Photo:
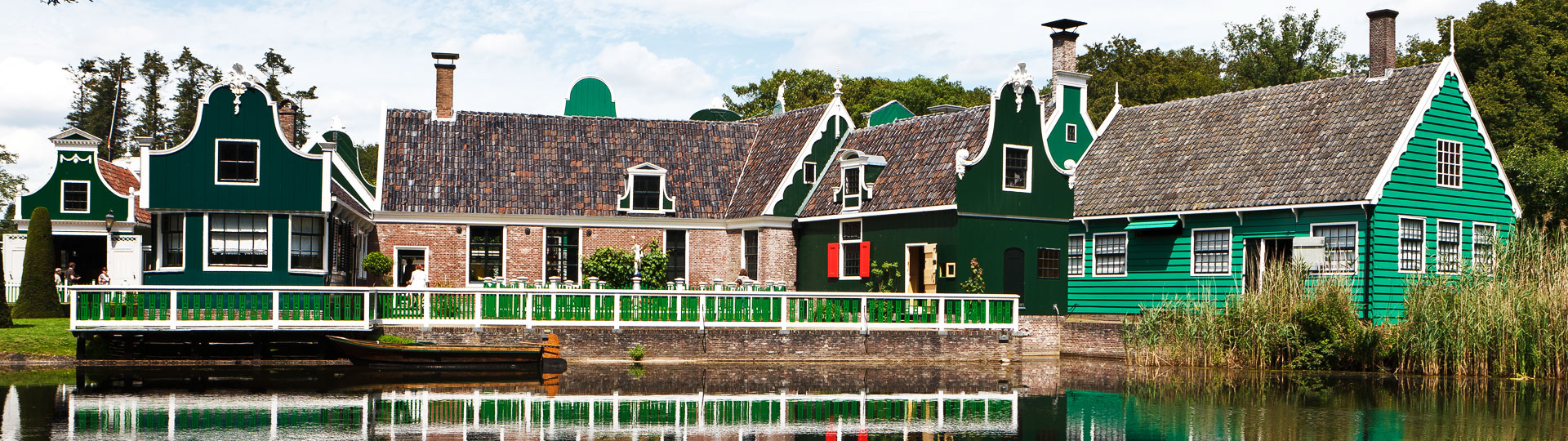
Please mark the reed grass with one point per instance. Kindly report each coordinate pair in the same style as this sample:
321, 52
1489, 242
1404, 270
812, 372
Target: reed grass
1509, 320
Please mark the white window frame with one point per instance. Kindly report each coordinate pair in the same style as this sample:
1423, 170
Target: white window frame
325, 245
1082, 269
216, 145
844, 255
1399, 234
63, 197
1459, 248
852, 192
1438, 163
1126, 261
1029, 168
468, 253
1355, 253
1491, 260
206, 245
1192, 253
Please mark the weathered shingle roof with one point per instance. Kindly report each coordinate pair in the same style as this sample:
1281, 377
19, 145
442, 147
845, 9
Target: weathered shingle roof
780, 139
920, 156
1303, 143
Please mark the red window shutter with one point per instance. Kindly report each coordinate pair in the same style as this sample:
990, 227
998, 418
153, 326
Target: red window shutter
833, 260
866, 260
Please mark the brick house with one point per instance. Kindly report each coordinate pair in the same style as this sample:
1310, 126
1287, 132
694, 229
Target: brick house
477, 195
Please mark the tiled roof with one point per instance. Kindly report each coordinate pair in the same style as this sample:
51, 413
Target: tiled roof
122, 180
780, 139
555, 165
920, 156
1314, 141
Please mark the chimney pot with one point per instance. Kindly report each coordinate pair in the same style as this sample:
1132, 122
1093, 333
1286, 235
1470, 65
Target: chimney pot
446, 63
1380, 42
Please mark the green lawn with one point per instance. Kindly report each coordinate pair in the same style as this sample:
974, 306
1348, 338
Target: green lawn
44, 336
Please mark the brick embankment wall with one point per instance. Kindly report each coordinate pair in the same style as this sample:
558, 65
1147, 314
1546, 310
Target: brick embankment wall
731, 344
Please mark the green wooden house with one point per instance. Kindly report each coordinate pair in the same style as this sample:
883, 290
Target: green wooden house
1371, 178
932, 194
240, 203
93, 211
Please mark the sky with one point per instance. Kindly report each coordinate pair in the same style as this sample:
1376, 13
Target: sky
662, 60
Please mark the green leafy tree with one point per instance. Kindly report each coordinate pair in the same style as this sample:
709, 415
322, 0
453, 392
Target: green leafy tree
1147, 76
153, 120
612, 265
189, 91
38, 299
813, 87
884, 277
1280, 52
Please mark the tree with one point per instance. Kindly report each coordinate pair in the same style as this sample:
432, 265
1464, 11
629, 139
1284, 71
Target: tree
153, 122
38, 299
1283, 52
1147, 76
274, 66
189, 93
811, 87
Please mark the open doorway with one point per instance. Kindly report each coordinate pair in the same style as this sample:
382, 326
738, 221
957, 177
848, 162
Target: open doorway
407, 258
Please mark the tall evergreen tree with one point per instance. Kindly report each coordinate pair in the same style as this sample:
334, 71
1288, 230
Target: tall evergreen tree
153, 121
189, 93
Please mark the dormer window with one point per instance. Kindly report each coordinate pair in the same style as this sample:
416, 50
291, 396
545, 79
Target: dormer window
645, 190
237, 160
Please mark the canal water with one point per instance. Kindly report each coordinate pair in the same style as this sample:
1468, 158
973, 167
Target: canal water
1065, 399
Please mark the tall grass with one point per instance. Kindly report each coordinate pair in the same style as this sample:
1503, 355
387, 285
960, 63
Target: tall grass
1508, 322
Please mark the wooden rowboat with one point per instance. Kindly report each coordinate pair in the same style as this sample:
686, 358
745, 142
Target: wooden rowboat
543, 355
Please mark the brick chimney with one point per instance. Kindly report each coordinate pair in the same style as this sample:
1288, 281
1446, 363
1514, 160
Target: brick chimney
446, 63
1380, 42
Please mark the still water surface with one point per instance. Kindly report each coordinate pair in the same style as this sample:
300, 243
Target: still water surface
770, 402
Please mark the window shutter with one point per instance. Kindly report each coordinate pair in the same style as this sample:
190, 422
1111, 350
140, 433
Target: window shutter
866, 260
833, 260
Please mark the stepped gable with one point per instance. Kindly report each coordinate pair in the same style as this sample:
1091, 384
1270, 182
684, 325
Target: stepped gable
780, 139
1303, 143
920, 156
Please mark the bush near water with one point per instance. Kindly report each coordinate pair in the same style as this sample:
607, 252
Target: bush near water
1509, 322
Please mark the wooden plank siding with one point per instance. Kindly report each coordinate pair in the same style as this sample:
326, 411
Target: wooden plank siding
1413, 192
1159, 264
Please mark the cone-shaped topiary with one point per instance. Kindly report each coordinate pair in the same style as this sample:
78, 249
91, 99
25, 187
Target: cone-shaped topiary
38, 299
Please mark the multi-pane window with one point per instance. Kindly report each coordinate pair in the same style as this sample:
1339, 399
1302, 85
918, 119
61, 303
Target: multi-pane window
1450, 163
675, 250
237, 240
1484, 245
305, 243
483, 253
1076, 255
1339, 247
237, 160
1211, 252
750, 238
1111, 253
1448, 247
1411, 245
172, 236
1015, 170
850, 248
1048, 262
560, 253
73, 197
645, 192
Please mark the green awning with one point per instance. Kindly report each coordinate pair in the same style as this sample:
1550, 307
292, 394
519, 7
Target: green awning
1153, 223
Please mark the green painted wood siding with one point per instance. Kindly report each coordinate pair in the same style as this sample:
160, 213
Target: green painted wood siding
185, 178
1413, 192
1159, 262
69, 167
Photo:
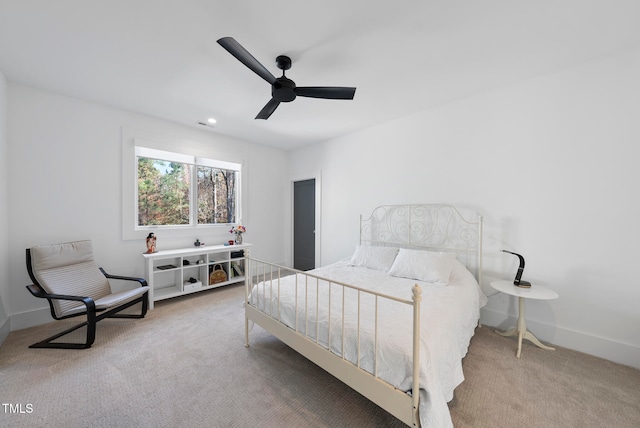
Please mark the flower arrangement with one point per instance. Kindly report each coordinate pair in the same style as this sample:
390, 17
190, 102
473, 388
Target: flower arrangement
238, 230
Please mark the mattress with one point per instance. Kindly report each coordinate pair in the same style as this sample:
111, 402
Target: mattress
448, 317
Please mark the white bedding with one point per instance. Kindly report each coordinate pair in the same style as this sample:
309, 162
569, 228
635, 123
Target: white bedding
449, 315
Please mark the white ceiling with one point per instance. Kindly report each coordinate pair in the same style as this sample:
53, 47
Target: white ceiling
161, 57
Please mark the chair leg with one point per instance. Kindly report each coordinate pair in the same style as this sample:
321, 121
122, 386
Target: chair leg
91, 335
92, 319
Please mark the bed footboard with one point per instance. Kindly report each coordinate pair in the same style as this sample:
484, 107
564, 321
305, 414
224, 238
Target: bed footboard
265, 300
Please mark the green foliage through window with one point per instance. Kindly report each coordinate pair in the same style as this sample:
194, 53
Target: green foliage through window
167, 198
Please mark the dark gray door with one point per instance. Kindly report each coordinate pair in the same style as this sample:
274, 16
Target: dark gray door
304, 224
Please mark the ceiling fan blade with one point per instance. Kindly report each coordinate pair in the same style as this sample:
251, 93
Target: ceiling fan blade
268, 109
243, 55
329, 92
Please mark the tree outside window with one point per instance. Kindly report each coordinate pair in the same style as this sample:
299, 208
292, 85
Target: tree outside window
166, 196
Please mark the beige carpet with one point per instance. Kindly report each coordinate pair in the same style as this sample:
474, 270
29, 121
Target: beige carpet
185, 365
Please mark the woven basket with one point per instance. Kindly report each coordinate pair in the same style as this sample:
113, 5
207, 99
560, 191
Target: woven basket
217, 275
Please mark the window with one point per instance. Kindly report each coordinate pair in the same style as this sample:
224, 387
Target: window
176, 190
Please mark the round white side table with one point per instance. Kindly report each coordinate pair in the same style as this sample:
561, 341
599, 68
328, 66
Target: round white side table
537, 292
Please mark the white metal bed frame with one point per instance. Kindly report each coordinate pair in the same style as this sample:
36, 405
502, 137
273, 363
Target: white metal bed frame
436, 227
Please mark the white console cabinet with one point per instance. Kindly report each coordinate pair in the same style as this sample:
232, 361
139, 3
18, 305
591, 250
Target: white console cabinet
172, 273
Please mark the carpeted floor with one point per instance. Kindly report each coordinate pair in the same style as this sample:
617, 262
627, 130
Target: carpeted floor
185, 365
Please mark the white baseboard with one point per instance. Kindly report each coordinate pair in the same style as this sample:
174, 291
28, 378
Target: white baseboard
622, 353
5, 329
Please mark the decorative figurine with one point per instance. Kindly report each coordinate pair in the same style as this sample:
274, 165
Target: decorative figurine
238, 230
151, 243
517, 281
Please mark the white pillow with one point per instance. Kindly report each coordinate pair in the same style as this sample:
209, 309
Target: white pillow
428, 266
378, 258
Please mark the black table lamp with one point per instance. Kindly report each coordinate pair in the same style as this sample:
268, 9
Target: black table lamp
518, 282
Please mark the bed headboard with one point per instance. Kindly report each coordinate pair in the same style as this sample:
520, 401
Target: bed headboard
435, 227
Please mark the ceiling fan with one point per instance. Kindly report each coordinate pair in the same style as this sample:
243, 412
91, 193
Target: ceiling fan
283, 90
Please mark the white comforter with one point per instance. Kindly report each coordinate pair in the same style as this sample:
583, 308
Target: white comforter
449, 315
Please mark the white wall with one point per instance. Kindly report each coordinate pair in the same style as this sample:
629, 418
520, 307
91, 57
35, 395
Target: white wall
4, 212
65, 184
551, 163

Activity:
From the entries above, return exactly the line containing "Please mark the flower", the line containing "Please mark the chair", and all lines between, and nothing else.

Reply to the task:
Please mark the flower arrangement with one point per instance. Kindly report each coordinate pair in the same style as this sample:
390, 17
190, 102
473, 388
Target: flower arrangement
238, 230
Please mark the mattress with one point per instance. Kindly report each coordinate pair in the same style as this sample:
111, 402
Target: mattress
448, 317
Please mark the white bedding with one point per instance. Kindly report each coordinate pair in the same style as this sample:
309, 162
569, 228
635, 123
Target: white bedding
449, 315
Please mark the white ceiling with one point per instance. Kindly report each coordinate pair in the same style as this sample:
53, 47
Target: white ceiling
161, 57
Please mark the chair leg with one point per instance. Kindly report each coordinate pair in the same style as this sample:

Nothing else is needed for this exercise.